*Exercise goal*:
All of the lines below should be output exactly as shown.

**** Listed entries ****

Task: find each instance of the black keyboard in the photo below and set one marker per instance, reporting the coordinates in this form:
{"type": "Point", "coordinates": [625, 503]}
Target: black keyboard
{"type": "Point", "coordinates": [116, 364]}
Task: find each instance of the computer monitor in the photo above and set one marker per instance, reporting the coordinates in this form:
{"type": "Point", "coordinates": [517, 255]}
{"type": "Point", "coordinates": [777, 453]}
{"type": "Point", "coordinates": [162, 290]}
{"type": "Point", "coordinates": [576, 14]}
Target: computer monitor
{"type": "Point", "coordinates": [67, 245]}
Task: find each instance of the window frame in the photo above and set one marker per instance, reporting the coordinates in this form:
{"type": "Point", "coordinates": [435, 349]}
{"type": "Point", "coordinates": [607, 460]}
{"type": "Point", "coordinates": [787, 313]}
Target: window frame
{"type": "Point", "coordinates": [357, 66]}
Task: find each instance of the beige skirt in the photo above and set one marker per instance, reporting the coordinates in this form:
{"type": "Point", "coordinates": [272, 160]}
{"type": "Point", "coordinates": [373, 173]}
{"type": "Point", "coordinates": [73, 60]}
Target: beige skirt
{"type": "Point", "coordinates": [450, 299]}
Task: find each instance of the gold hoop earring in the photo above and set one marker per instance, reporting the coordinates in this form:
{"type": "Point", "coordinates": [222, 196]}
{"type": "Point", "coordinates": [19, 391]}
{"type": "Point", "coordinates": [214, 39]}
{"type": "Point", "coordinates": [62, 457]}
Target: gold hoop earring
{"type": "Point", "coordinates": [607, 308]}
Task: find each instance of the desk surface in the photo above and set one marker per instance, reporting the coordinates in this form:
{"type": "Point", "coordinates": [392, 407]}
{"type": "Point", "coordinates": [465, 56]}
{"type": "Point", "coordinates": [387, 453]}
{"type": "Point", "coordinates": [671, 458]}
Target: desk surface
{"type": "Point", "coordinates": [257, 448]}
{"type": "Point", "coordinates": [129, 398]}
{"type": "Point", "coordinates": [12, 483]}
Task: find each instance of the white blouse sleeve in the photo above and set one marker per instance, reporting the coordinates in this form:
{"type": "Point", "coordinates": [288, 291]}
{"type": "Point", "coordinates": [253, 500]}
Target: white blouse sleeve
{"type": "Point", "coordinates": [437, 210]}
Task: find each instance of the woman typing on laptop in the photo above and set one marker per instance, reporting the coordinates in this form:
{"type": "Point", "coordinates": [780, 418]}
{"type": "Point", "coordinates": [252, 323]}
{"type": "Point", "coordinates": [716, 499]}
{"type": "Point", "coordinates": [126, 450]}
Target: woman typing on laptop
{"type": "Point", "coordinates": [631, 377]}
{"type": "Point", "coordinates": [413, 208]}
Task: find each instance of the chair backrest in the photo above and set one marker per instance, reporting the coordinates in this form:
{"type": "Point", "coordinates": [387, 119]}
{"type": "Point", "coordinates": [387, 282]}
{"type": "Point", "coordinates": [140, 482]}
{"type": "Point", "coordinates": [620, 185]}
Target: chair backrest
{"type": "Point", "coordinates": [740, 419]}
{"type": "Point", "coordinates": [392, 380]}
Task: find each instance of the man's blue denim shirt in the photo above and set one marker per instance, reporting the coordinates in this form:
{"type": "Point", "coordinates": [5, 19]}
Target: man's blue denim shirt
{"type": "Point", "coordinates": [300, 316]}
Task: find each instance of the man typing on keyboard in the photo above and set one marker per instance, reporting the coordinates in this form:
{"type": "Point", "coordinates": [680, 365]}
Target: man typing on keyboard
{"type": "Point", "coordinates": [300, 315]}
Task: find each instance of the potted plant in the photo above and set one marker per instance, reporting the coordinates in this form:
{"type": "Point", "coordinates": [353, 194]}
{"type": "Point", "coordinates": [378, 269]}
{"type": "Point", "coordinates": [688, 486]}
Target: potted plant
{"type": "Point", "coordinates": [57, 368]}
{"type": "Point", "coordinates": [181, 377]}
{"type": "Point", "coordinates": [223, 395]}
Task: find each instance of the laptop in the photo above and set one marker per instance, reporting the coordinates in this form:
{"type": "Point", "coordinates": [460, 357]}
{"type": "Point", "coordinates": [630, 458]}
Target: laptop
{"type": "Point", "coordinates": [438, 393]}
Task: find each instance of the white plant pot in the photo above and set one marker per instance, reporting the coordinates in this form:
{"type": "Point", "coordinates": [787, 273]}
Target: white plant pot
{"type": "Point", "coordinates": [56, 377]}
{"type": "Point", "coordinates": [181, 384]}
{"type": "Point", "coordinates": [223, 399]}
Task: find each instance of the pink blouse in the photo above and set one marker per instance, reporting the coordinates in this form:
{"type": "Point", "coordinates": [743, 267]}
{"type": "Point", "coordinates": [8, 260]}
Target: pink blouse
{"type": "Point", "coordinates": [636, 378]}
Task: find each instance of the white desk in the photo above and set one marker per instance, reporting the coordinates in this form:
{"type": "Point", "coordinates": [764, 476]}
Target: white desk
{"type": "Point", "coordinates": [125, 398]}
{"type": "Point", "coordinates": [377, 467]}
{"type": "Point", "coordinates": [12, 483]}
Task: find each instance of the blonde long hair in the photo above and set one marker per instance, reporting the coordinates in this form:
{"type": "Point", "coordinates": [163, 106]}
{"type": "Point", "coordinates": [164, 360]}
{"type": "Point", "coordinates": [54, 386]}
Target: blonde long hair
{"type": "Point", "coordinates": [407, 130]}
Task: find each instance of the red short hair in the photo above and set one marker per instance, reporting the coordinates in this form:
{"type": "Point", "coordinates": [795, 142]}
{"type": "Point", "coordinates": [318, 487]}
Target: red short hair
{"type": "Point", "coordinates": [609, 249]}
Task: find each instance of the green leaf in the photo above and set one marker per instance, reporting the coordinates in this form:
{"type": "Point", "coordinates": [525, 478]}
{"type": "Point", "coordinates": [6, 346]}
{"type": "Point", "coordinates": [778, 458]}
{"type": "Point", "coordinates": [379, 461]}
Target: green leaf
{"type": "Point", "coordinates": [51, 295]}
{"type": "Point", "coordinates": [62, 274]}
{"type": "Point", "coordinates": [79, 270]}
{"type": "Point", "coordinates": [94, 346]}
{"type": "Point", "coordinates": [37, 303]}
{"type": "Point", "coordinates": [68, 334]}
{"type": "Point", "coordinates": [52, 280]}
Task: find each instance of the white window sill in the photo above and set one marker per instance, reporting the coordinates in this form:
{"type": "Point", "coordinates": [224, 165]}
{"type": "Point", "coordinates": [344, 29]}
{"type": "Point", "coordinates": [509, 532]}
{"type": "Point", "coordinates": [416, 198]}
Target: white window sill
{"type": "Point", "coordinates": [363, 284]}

****

*Response area*:
Task: find each instance of the black keyboard in the photo below and set one marker per instance, reporting the coordinates in this form:
{"type": "Point", "coordinates": [625, 503]}
Target: black keyboard
{"type": "Point", "coordinates": [116, 364]}
Task: find each instance of the computer monitor in the photo above and set one marker per instance, reporting the coordinates in this form:
{"type": "Point", "coordinates": [517, 255]}
{"type": "Point", "coordinates": [777, 453]}
{"type": "Point", "coordinates": [162, 290]}
{"type": "Point", "coordinates": [576, 14]}
Target: computer monitor
{"type": "Point", "coordinates": [67, 245]}
Task: find each instance of the window frame in the photo above and set one marker per instance, reporting the coordinates in this form:
{"type": "Point", "coordinates": [435, 349]}
{"type": "Point", "coordinates": [607, 460]}
{"type": "Point", "coordinates": [787, 313]}
Target: window frame
{"type": "Point", "coordinates": [357, 66]}
Task: find each instance of the beige skirt in the photo above and set one marker per instance, reporting the coordinates in this form:
{"type": "Point", "coordinates": [272, 160]}
{"type": "Point", "coordinates": [373, 173]}
{"type": "Point", "coordinates": [73, 60]}
Target: beige skirt
{"type": "Point", "coordinates": [450, 299]}
Task: find each instance of the gold hoop earring in the photo above and set one marker per instance, reporting the coordinates in this form:
{"type": "Point", "coordinates": [222, 196]}
{"type": "Point", "coordinates": [19, 391]}
{"type": "Point", "coordinates": [214, 39]}
{"type": "Point", "coordinates": [62, 457]}
Target: gold hoop earring
{"type": "Point", "coordinates": [607, 308]}
Task: find each instance of the desk surface in the photo above and set one marker per instance, reporting the coordinates in this form:
{"type": "Point", "coordinates": [392, 407]}
{"type": "Point", "coordinates": [465, 56]}
{"type": "Point", "coordinates": [387, 453]}
{"type": "Point", "coordinates": [671, 458]}
Target: desk surface
{"type": "Point", "coordinates": [257, 448]}
{"type": "Point", "coordinates": [129, 398]}
{"type": "Point", "coordinates": [12, 483]}
Task: find each instance of the white blouse sleeve in the photo above and set one marker per instance, reporting the coordinates in this form:
{"type": "Point", "coordinates": [288, 291]}
{"type": "Point", "coordinates": [253, 500]}
Target: white blouse sleeve
{"type": "Point", "coordinates": [437, 210]}
Task: find each instance of the woman typing on laptop in the photo above and set one marker per instance, reporting the coordinates in this form:
{"type": "Point", "coordinates": [780, 418]}
{"type": "Point", "coordinates": [252, 323]}
{"type": "Point", "coordinates": [716, 499]}
{"type": "Point", "coordinates": [126, 450]}
Target: woman typing on laptop
{"type": "Point", "coordinates": [631, 377]}
{"type": "Point", "coordinates": [413, 208]}
Task: find each instance of the chair backrest in the photo above and set one marker per instance, reporting the coordinates in this form:
{"type": "Point", "coordinates": [387, 119]}
{"type": "Point", "coordinates": [387, 282]}
{"type": "Point", "coordinates": [140, 482]}
{"type": "Point", "coordinates": [620, 185]}
Target: chair backrest
{"type": "Point", "coordinates": [740, 419]}
{"type": "Point", "coordinates": [392, 380]}
Task: find each instance of the man's blue denim shirt in the photo above and set one marker per instance, reporting the coordinates in this form:
{"type": "Point", "coordinates": [5, 19]}
Target: man's blue denim shirt
{"type": "Point", "coordinates": [300, 316]}
Task: find each instance of the man typing on keyboard in the photo above and set one marker per instance, reporting the coordinates in this form:
{"type": "Point", "coordinates": [680, 365]}
Target: man typing on keyboard
{"type": "Point", "coordinates": [300, 315]}
Task: find each instance of the potted plant in the photo above and set one marker per instance, reporting the coordinates in this form:
{"type": "Point", "coordinates": [353, 194]}
{"type": "Point", "coordinates": [378, 269]}
{"type": "Point", "coordinates": [688, 486]}
Target: potted plant
{"type": "Point", "coordinates": [57, 368]}
{"type": "Point", "coordinates": [181, 377]}
{"type": "Point", "coordinates": [223, 395]}
Task: find each instance of the laptop in the photo above and set one marker per instance, reporting the coordinates in this form:
{"type": "Point", "coordinates": [460, 357]}
{"type": "Point", "coordinates": [630, 458]}
Target: laptop
{"type": "Point", "coordinates": [438, 393]}
Task: find each instance of the white plant pot in the photo above and set one marker per instance, reporting the coordinates in this form:
{"type": "Point", "coordinates": [787, 273]}
Target: white plant pot
{"type": "Point", "coordinates": [56, 377]}
{"type": "Point", "coordinates": [181, 384]}
{"type": "Point", "coordinates": [223, 399]}
Task: find each instance of the pink blouse in the photo above and set one marker per instance, reporting the coordinates in this form:
{"type": "Point", "coordinates": [743, 267]}
{"type": "Point", "coordinates": [8, 260]}
Target: pink blouse
{"type": "Point", "coordinates": [636, 378]}
Task: find each instance of the white desk in the photo above and set one marker per instance, reporting the coordinates in this form:
{"type": "Point", "coordinates": [764, 476]}
Target: white desk
{"type": "Point", "coordinates": [125, 398]}
{"type": "Point", "coordinates": [377, 467]}
{"type": "Point", "coordinates": [12, 483]}
Task: find each instance of the blonde long hair in the photo above and set one marker per instance, reporting the coordinates in this form:
{"type": "Point", "coordinates": [163, 106]}
{"type": "Point", "coordinates": [164, 360]}
{"type": "Point", "coordinates": [54, 386]}
Target: blonde long hair
{"type": "Point", "coordinates": [407, 130]}
Task: find each instance of the red short hair in the photo above and set one marker per instance, reporting the coordinates in this form:
{"type": "Point", "coordinates": [795, 142]}
{"type": "Point", "coordinates": [318, 487]}
Target: red short hair
{"type": "Point", "coordinates": [609, 249]}
Task: find each instance of the green leaf in the photo above and set one marker per instance, reporting the coordinates in this form:
{"type": "Point", "coordinates": [525, 478]}
{"type": "Point", "coordinates": [6, 346]}
{"type": "Point", "coordinates": [778, 458]}
{"type": "Point", "coordinates": [379, 461]}
Target: green leaf
{"type": "Point", "coordinates": [51, 295]}
{"type": "Point", "coordinates": [62, 274]}
{"type": "Point", "coordinates": [79, 270]}
{"type": "Point", "coordinates": [94, 346]}
{"type": "Point", "coordinates": [37, 303]}
{"type": "Point", "coordinates": [68, 334]}
{"type": "Point", "coordinates": [52, 280]}
Task: find each instance of the white window sill in the photo above and set one marker per instance, reporting the coordinates in this form:
{"type": "Point", "coordinates": [224, 165]}
{"type": "Point", "coordinates": [344, 29]}
{"type": "Point", "coordinates": [509, 532]}
{"type": "Point", "coordinates": [416, 198]}
Target: white window sill
{"type": "Point", "coordinates": [363, 284]}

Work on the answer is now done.